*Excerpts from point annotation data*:
* start *

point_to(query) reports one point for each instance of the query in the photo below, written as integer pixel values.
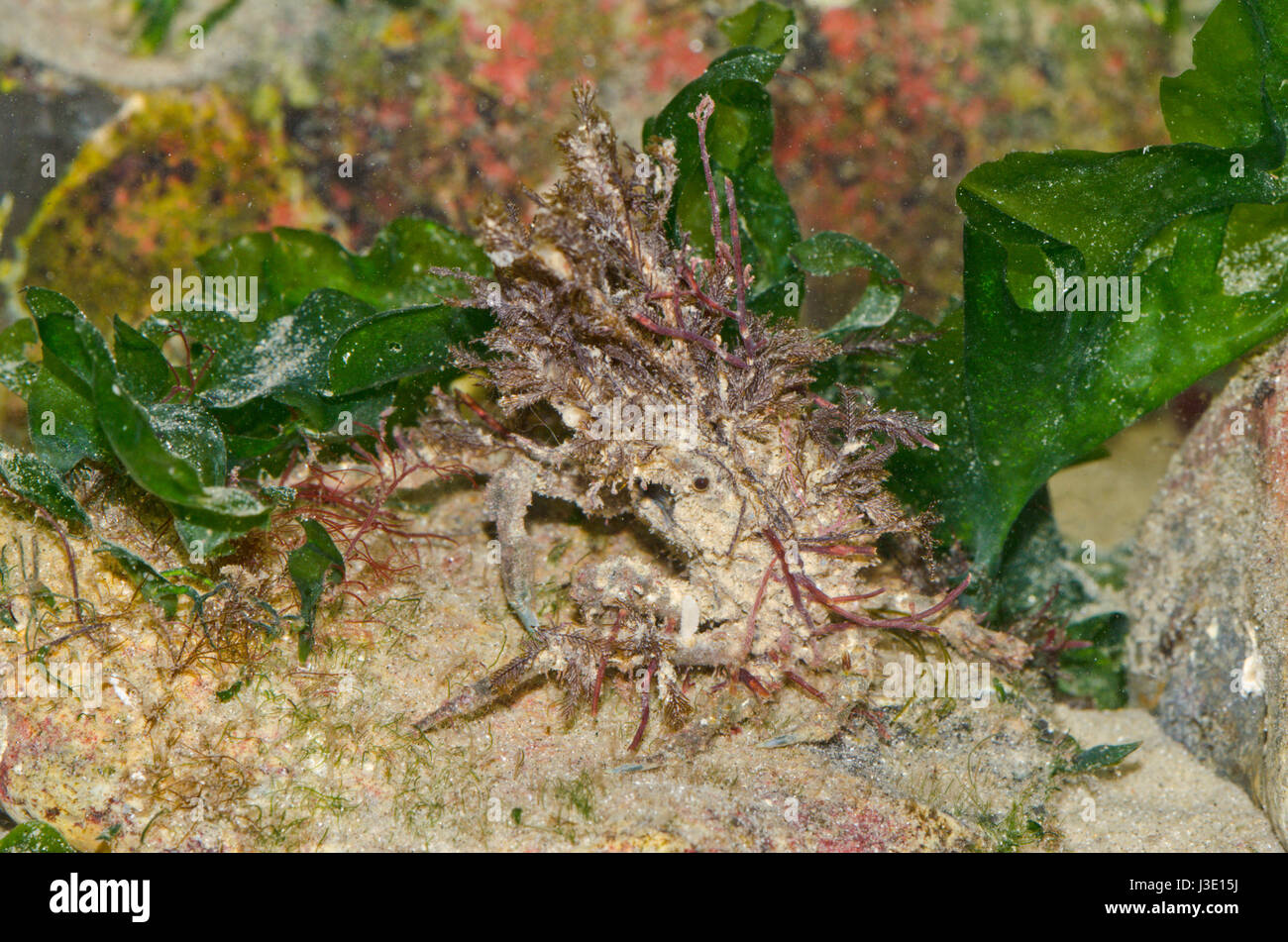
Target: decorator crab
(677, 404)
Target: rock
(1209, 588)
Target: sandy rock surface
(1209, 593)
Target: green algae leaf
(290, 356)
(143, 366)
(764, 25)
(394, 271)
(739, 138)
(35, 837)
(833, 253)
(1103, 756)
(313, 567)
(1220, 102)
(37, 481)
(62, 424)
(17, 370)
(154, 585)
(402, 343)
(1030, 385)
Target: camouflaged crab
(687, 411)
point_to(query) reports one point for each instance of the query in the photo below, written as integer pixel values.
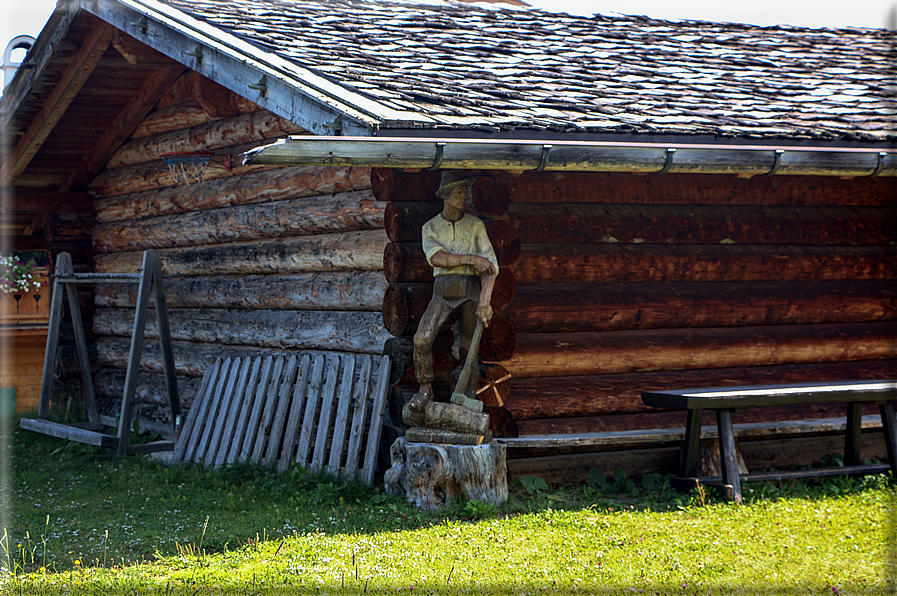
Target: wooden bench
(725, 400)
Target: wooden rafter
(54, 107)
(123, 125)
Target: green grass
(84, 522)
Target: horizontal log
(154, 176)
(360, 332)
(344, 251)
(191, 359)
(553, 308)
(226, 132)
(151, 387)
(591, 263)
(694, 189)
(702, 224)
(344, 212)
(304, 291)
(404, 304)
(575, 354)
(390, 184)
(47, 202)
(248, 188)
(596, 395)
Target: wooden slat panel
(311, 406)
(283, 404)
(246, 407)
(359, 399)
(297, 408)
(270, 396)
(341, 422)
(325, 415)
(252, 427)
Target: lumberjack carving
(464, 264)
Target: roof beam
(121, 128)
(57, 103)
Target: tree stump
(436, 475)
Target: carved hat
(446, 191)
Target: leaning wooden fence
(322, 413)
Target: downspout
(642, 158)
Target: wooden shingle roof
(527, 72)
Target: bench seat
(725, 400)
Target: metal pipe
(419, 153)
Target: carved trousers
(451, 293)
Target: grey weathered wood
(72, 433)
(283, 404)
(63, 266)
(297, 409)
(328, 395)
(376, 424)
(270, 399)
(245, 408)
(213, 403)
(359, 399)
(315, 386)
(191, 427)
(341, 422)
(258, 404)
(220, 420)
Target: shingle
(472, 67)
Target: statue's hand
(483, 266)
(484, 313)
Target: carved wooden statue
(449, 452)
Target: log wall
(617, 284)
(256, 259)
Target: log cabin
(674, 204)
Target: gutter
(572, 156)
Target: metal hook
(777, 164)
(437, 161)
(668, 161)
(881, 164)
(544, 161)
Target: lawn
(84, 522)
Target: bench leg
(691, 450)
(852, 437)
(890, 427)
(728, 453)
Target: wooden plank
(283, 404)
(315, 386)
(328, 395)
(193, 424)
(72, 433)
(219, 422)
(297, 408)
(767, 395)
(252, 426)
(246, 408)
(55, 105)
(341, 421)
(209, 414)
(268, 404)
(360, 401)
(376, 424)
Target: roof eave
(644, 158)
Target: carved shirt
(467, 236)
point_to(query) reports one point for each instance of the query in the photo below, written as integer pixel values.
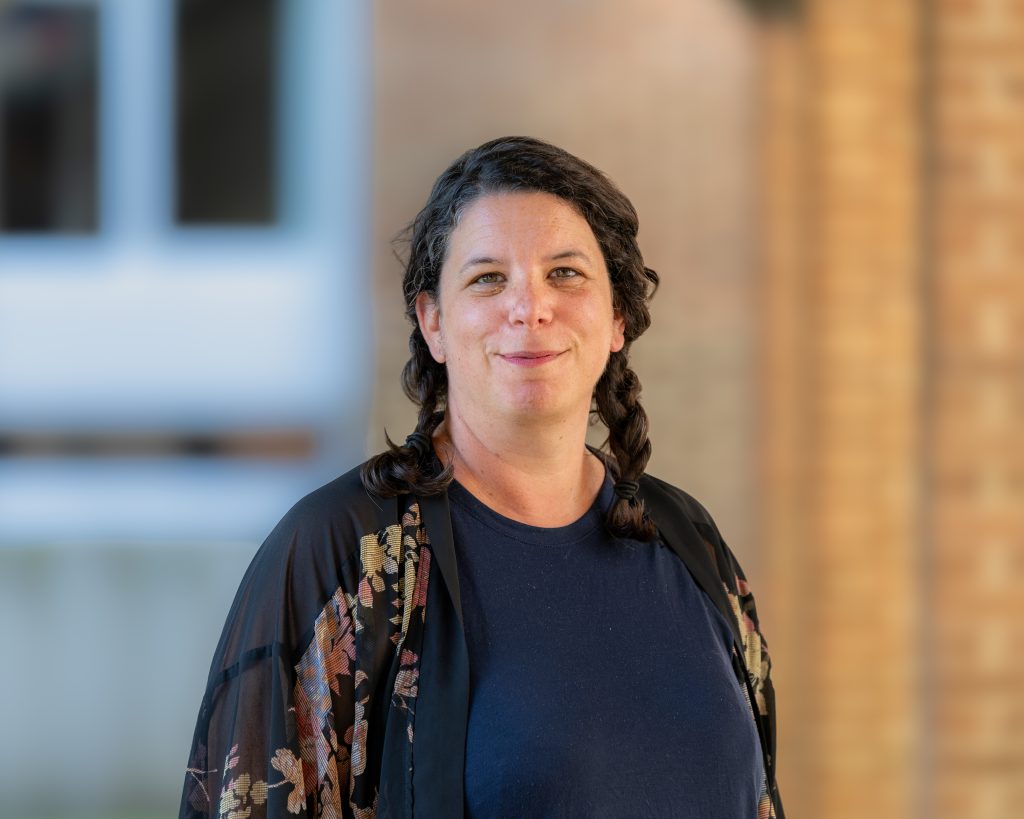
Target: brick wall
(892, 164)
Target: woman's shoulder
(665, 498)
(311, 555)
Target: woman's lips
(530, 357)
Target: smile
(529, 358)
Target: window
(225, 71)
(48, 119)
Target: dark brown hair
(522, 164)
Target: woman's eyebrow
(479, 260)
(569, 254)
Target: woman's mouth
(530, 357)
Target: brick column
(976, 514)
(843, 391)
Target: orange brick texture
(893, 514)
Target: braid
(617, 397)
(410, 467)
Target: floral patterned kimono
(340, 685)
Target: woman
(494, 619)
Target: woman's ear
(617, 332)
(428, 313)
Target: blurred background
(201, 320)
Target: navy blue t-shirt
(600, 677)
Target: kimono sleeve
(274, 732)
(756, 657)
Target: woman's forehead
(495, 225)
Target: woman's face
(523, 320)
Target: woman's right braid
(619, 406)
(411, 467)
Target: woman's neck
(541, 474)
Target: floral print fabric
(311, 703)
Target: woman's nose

* end *

*Task to carry out*:
Rescale the stretch from the line containing "Target: woman's ear" through the end of the listing, both ends included. Write out only those lines with nothing else changed, except that every pixel coordinate is multiplied by 2.5 and rounded to a whole number, with halves rounded up.

*Result of this task*:
Target: woman's ear
(1543, 830)
(1070, 783)
Target: blurred background
(503, 800)
Target: navy blue t-shirt
(1500, 1693)
Target: kimono sleeve
(685, 1830)
(1890, 1643)
Target: woman's forehead
(1238, 563)
Target: woman's face
(1308, 800)
Target: woman's right braid
(1548, 1015)
(1028, 1168)
Target: woman's neck
(1353, 1185)
Target: floral print fabric
(778, 1758)
Target: woman's nose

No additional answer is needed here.